GEGEVEN TEKST:

Onderdeel B/2.7.2. Ongewenste wapens
Wapens die voldoen aan onderstaande criteria zijn ongewenst ten behoeve van de schietsport. Een verlofaanvraag voor een dergelijk wapen dient dan ook te worden afgewezen tenzij op de aanvraag de overgangsregeling (zie onderdeel B 2.8.1.) van toepassing is.
[…]
2. Schoudervuurwapens met een totale lengte van 60 cm (23,6 inch) of minder of een looplengte36 van 30 cm (11,8 inch) of minder;
[…]
Onderdeel B/2.8.1. Ongewenste wapens
De in onderdeel B 2.7.2. genoemde (en dus in principe ongewenste) vuurwapens waarvan door de houder c.q. aanvrager van het verlof - kan worden aangetoond:
o Dat deze ten aanzien van de onder 1 tot en met 7 genoemde wapens voor 1 augustus 2005 in Nederland op een verlof ten behoeve van de schietsport stonden geregistreerd of dat deze zich in de voorraad van een in Nederland gevestigde erkenninghouder bevonden en op grond van de Circulaire wapens en munitie 1997 (CWM 1997) niet reeds als ‘ongewenst wapen’ waren aangemerkt;
o Dat deze ten aanzien van de onder 8 genoemde wapens voor 1 januari 2013, ten behoeve van de discipline Gebruiksgeweer in het kader van de schietsport, op een verlof stonden geregistreerd;
worden niet aangemerkt als zijnde voor de schietsport ongewenste vuurwapens. Deze overgangsregeling beoogt zoveel mogelijk te voorkomen dat verlof- en erkenninghouders financieel worden gedupeerd, als gevolg van het feit dat een als ‘ongewenst’ aangemerkt vuurwapen een deel (althans in Nederland) van zijn commerciële waarde verliest. De wapens die voldoen aan bovenstaande voorwaarden mogen op het verlof vermeld blijven dan wel zonder beperking worden verkocht aan de wapenhandel of aan een andere binnen- of buitenlandse vergunninghouder.

Gegevens voor labeling en segmentatie
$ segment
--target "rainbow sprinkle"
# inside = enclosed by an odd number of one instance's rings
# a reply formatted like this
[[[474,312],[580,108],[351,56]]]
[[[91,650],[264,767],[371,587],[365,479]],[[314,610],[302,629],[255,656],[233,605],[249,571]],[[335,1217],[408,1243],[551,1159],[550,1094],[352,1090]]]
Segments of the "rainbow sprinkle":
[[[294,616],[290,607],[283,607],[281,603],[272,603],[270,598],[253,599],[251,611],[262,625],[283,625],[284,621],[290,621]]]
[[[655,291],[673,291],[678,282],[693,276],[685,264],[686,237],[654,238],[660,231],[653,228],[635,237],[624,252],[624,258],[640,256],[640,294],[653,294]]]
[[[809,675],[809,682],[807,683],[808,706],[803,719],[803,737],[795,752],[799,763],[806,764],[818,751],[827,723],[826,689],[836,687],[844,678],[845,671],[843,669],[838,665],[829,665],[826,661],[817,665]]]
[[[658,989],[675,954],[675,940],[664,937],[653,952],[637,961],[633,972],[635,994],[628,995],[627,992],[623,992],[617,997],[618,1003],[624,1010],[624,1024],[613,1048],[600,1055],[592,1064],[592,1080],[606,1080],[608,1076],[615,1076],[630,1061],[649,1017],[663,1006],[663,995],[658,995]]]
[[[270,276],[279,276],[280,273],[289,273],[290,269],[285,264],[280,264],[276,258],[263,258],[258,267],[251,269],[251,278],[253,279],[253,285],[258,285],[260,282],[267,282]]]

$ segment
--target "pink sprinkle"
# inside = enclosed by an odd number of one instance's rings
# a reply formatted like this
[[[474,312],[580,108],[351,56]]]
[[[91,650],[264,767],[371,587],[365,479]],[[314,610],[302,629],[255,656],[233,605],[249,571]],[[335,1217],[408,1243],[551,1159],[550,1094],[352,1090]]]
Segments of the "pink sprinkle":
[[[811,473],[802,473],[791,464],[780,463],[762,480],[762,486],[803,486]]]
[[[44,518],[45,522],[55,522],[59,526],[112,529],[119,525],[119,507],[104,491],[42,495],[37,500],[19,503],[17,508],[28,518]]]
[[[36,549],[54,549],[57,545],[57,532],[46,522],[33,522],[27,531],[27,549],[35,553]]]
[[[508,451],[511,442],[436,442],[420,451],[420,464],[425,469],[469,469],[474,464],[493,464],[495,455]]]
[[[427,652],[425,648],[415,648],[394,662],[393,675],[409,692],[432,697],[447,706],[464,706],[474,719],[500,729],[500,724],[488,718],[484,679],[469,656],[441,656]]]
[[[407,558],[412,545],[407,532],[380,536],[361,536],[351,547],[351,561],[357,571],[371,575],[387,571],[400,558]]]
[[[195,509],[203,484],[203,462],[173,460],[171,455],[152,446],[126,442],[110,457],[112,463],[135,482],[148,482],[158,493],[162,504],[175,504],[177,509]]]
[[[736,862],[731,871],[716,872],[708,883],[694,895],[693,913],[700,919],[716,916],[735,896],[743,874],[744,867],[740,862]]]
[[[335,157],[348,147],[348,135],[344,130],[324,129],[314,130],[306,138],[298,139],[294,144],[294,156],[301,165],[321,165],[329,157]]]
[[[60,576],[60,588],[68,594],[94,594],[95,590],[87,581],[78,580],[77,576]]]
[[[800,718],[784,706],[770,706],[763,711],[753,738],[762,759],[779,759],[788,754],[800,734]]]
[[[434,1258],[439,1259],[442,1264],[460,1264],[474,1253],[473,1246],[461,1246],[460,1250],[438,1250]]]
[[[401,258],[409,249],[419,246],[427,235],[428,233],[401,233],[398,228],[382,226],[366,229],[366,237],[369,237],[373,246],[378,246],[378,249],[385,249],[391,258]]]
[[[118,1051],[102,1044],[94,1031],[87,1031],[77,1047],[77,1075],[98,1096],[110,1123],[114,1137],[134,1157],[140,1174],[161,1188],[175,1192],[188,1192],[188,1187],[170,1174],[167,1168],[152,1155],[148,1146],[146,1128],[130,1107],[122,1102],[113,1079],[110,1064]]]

GEGEVEN OPDRACHT:
Drukt u de tekst over ongewenste wapens voor de schietsport volledig en ongewijzigd af.

UITWERKING OPDRACHT:
Onderdeel B/2.7.2. Ongewenste wapens
Wapens die voldoen aan onderstaande criteria zijn ongewenst ten behoeve van de schietsport. Een verlofaanvraag voor een dergelijk wapen dient dan ook te worden afgewezen tenzij op de aanvraag de overgangsregeling (zie onderdeel B 2.8.1.) van toepassing is.
[…]
2. Schoudervuurwapens met een totale lengte van 60 cm (23,6 inch) of minder of een looplengte36 van 30 cm (11,8 inch) of minder;
[…]
Onderdeel B/2.8.1. Ongewenste wapens
De in onderdeel B 2.7.2. genoemde (en dus in principe ongewenste) vuurwapens waarvan door de houder c.q. aanvrager van het verlof - kan worden aangetoond:
o Dat deze ten aanzien van de onder 1 tot en met 7 genoemde wapens voor 1 augustus 2005 in Nederland op een verlof ten behoeve van de schietsport stonden geregistreerd of dat deze zich in de voorraad van een in Nederland gevestigde erkenninghouder bevonden en op grond van de Circulaire wapens en munitie 1997 (CWM 1997) niet reeds als ‘ongewenst wapen’ waren aangemerkt;
o Dat deze ten aanzien van de onder 8 genoemde wapens voor 1 januari 2013, ten behoeve van de discipline Gebruiksgeweer in het kader van de schietsport, op een verlof stonden geregistreerd;
worden niet aangemerkt als zijnde voor de schietsport ongewenste vuurwapens. Deze overgangsregeling beoogt zoveel mogelijk te voorkomen dat verlof- en erkenninghouders financieel worden gedupeerd, als gevolg van het feit dat een als ‘ongewenst’ aangemerkt vuurwapen een deel (althans in Nederland) van zijn commerciële waarde verliest. De wapens die voldoen aan bovenstaande voorwaarden mogen op het verlof vermeld blijven dan wel zonder beperking worden verkocht aan de wapenhandel of aan een andere binnen- of buitenlandse vergunninghouder.